WHAT TO WORK ON | Reproduce the aggresome text from "Aggresomes, a new" to "electron microscopy, 40.000x).", substituting "protein aggregates" for every occurrence of "inclusion bodies".

• UABDivulga
20/10/2015

Aggresomes, a new biofunctional material in nanomedicine and biotechnology

agresomes
Bacterial inclusion bodies are nanostructured protein materials produced in bacteria with biomedical applications such as protein drug release and biofunctional topographies. However, many enzymes with possible biomedical or biotechnological applications cannot be produced in bacterial systems. The alternative is to use mammal cells for producing “aggresomes”, which would be the equivalent of inclusion bodies but generated by eukaryotic cells,  and which allow working with enzymes that cannot be produced in bacteria.
Image of a purified aggresome, formed by a recombinant human enzyme produced in a cell line of human origin (scanning electron microscopy, 40.000x).

STUDY MATERIAL |

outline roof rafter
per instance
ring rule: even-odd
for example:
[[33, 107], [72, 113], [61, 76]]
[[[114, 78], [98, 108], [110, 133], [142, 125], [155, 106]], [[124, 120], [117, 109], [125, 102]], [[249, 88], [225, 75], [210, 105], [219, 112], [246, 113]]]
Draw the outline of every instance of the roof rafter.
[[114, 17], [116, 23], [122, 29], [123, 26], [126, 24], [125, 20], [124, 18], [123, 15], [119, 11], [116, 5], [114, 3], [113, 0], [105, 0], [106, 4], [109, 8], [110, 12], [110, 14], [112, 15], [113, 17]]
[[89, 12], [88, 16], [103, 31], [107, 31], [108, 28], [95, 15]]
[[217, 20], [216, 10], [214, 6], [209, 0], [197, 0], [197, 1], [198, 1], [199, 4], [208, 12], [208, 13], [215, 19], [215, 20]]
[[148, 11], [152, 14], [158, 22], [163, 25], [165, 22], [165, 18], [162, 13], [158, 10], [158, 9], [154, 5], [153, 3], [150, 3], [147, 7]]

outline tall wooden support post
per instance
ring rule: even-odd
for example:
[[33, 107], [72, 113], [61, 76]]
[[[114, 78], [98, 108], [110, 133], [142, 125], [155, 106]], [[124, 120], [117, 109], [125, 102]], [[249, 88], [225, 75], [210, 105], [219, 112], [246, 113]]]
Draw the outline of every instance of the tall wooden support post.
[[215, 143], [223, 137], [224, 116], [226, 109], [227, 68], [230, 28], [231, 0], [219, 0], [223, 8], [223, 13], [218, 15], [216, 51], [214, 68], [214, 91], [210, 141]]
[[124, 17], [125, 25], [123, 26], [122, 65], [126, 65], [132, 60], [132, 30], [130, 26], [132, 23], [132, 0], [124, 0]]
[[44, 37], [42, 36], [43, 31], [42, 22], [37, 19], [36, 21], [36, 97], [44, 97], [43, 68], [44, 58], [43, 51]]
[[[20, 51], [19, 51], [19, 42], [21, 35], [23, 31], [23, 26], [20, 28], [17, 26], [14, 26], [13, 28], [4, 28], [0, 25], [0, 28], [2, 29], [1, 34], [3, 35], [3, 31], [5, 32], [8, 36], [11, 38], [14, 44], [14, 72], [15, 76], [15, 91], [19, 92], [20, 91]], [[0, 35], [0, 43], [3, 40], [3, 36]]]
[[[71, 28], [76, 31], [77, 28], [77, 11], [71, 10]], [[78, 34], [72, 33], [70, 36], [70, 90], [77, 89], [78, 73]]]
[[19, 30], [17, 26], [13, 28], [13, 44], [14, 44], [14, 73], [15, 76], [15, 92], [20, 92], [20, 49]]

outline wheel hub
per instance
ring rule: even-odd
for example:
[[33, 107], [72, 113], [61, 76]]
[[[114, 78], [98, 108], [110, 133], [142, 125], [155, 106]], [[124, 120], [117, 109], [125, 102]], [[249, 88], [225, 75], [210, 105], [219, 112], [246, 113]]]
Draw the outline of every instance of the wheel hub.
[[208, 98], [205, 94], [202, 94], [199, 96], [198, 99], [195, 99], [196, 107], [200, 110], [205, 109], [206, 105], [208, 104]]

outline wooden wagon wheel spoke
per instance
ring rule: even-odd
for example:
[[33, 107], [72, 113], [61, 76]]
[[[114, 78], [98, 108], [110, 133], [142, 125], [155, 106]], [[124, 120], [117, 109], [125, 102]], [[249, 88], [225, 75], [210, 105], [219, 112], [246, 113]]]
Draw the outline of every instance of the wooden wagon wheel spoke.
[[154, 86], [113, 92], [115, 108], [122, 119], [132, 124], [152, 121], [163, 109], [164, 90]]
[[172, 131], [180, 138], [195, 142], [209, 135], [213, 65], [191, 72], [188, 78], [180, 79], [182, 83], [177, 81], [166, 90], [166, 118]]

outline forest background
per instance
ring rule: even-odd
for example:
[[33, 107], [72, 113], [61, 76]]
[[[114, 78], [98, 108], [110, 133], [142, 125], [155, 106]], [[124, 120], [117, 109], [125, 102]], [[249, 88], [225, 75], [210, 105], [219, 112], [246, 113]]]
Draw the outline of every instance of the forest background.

YOUR SOLUTION |
Aggresomes, a new biofunctional material in nanomedicine and biotechnology

agresomes
Bacterial protein aggregates are nanostructured protein materials produced in bacteria with biomedical applications such as protein drug release and biofunctional topographies. However, many enzymes with possible biomedical or biotechnological applications cannot be produced in bacterial systems. The alternative is to use mammal cells for producing “aggresomes”, which would be the equivalent of protein aggregates but generated by eukaryotic cells,  and which allow working with enzymes that cannot be produced in bacteria.
Image of a purified aggresome, formed by a recombinant human enzyme produced in a cell line of human origin (scanning electron microscopy, 40.000x).